RESEARCH: ESP32/ESP-WROOM-32 Development Board with 0.96" OLED Display - by MELIFE

ESP32.jpg

This is a nice ESP32 development board with a built-in 0.96” OLED display. ESP32 is 10x faster than the 8bit Arduino Uno and has dual core 160 MHz processor and onboard WiFi and Bluetooth.

  • Development board is based on ESP-WROOM-32

  • 0.96” OLED display; 2.4GHz Dual mode WiFi; Low power Bluetooth

  • Note: This is a small compacted dev board - however the footprint is slightly wider than the standard ESP8266. This causes problem with the standard breadboard not able to support its wider size. There are various breadboard hacks to support the usage with the ESP32 (e.g. I like to remove the power rails on the both side of the breadboard and moving it inward which keeps the overall footprint of the breadboard while being able to support the ESP32)

Description

References - from the user feedbacks and questions

  • External vin voltage (external power) - voltage for USB is 5V; voltage for the external power supply is 3.3V

  • GPIO 0 - pin 0 may not have been brought out.

  • To upload from the Arduino IDE

    • oppose to the ESP8266, to upload, you need to keep the “Boot/Flash” button pressed until the upload begins, then release it. Otherwise, the upload fails. (NOTE: this may be unique to this board compared to other ESP32 - hold down the boot button before uploading arduino sketch & once the ide connects, release button)

    • Select the Arduino board as “generic ESP32 dev module” in the Arduino IDE. Example of the IDE 1.8.5

      • ESP Dev Module

      • Flash Mode: QIO (may need to use DIO, see below)

      • CPU frequency: 240MHz (WiFi/BT)

      • PSRAM: disabled

      • Flash Size: 4MB (32Mb)

      • Partition scheme: default 4MB with spiffs (1.2MB app/1.5MB SPIFFS)

      • Flash frequency: 80MHz

      • Upload speed:921600

      • Core debug level: none

      • Port: depends on your PC (COM4 for mine)

  • Trouble getting the OLED display to work

    • https://www.amazon.com/gp/customer-reviews/RD421PUEIYTR5/ref=cm_cr_dp_d_rvw_ttl?ie=UTF8&ASIN=B07SN3GJ2R

      • Ended up finding the solution in the comments of the HiLetgo version of this board. Copy/Paste:

      • To initialize the OLED display, use: "SSD1306 display (0x3c, 5, 4)

      • This was using an example sketch in Arduino IDE.

      • MacOS users may have a lot of trouble getting the computer to see it as a serial device even after installing the new & legacy SLI Labs USB to UART drivers, and trying various USB-A to C cables and adapters. You may try using a USB hub instead of a straight cable or adapter and/or connecting the board to the Macbook through a USB-C dock

  • Pin Mapping - NOTE: This version of the ESP32 board may have different pin mapping than the standard NodeMCU-32S ESP32 dev board. This means your Eagle footprint and wiring diagrams must be adjusted. (NOTE: the ESP32 dev boards seem to come in 2 varieties: 36 pin and 30 pins (this board comes with 30pins)

────

What this exercise asks
a - Answer from the ESP32 board text, one line each:
(i) What processor does the text say the ESP32 has?
(ii) Which board should be selected in the Arduino IDE?
(iii) How many pins does this board come with?
b - Continue the ESP32 board text from the point where it stops.

Data provided
────

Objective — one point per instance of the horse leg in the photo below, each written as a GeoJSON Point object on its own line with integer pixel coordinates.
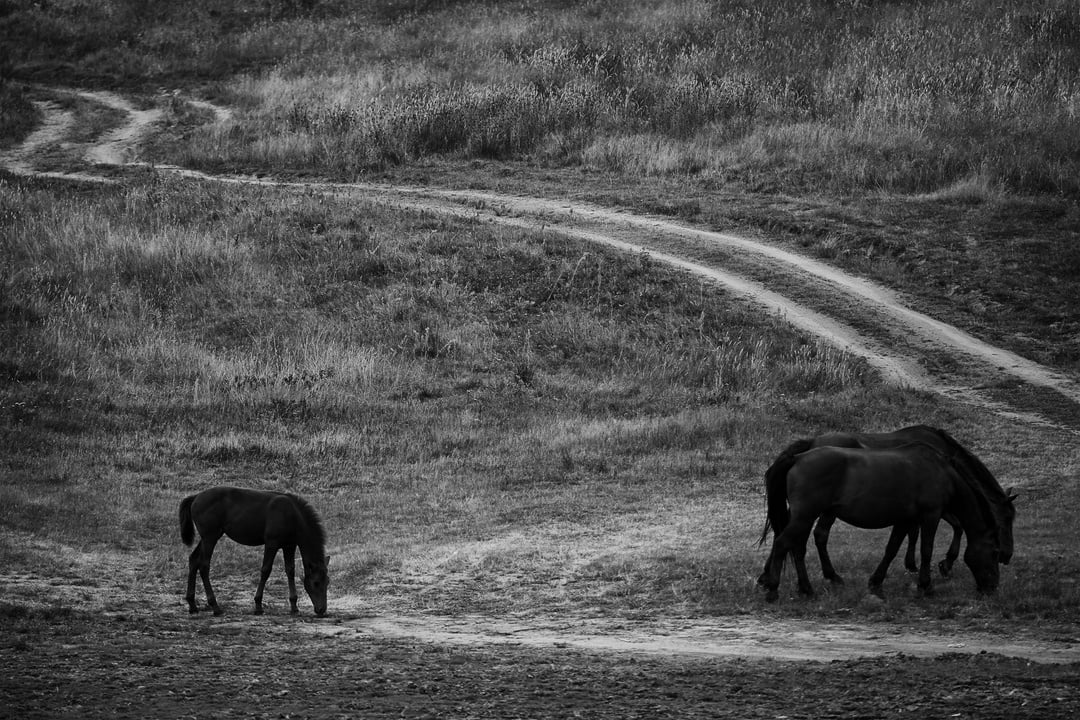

────

The replies
a -
(i) A dual core 160 MHz processor.
(ii) "generic ESP32 dev module".
(iii) 30 pins.

b -
  • PROS

    • Pin Labels are on top of the board (vs NodeMCU-32S boards have the labels on the bottom of the board, so when the module is plugged into a breadboard, you cannot see the labels)

    • cheaper than the NodeMCU-32S dev modules

    • Genuine Espressif ESP32 is like Cadillac among cars (beautifully designed but costing twice as much as MELIFE)

    • it is good having already built in 0.96 OLED

    • Wemos D1 R32 has slower MCU and also slower USB to UART bridge (CH340G instead of desirable CP2102). It works but beginner will stumble on proper settings for MCU clock, and upload speed (they are slower than defaults for ESP32 boards).

      • Recommended Book: Learn ESP32 with Arduino IDE by Rui Santos and Sara Santos

      • All projects presented works with MELIFE perfectly. Code is clearly explained. The book will save you a lot of time and frustration browsing Internet for solution answers.

      • Also, it is an advantage having more ESP32 modules: you can work in parallel on more than one project. Beside, some projects need two modules (on picture I am presenting one MELIFE module sending temperature and humidity from sensor HDT11 using bluetooth to other MELIFE module with OLED display).

      • https://www.amazon.com/gp/customer-reviews/R1EBIJPYUD9FBT/ref=cm_cr_dp_d_rvw_ttl?ie=UTF8&ASIN=B07SN3GJ2R

  • The board is based on the Wemos LOLIN32 model and has an OLED attached. The OLED is written using the i2c protocol by any of the commonly available Internet libraries for the Arduino IDE and ESP32.

    • The web site for Random Nerd Tutorials has a pinout and example code. I pay to be a member of RNT and recommend them for easy to follow tutorials. Many of their guides don’t require membership.

    • The best part of this board is the already attached OLED which is stark white on black for high contrast. It is a common 128 x 64 pixel size which allows both text and graphics. I was able to interface a 3 pin Temp / Humidity sensor and have accessed the National Time protocol features of the NTP using another common library. I like that the most often used pins are all on one side of the board.

    • The only thing I dislike is the BOOT and RESET buttons are both on the reverse of the board so if you plug it into a breadboard or solder into a circuit, it is difficult to access the buttons for programming.

    • On my PC and USB interface, I have to press & hold the BOOT button until the loader says it has contact with the board.

  • USB cable issues

    • Not all USB cables are "data" cables … some have just the power wires connected ("charging cables").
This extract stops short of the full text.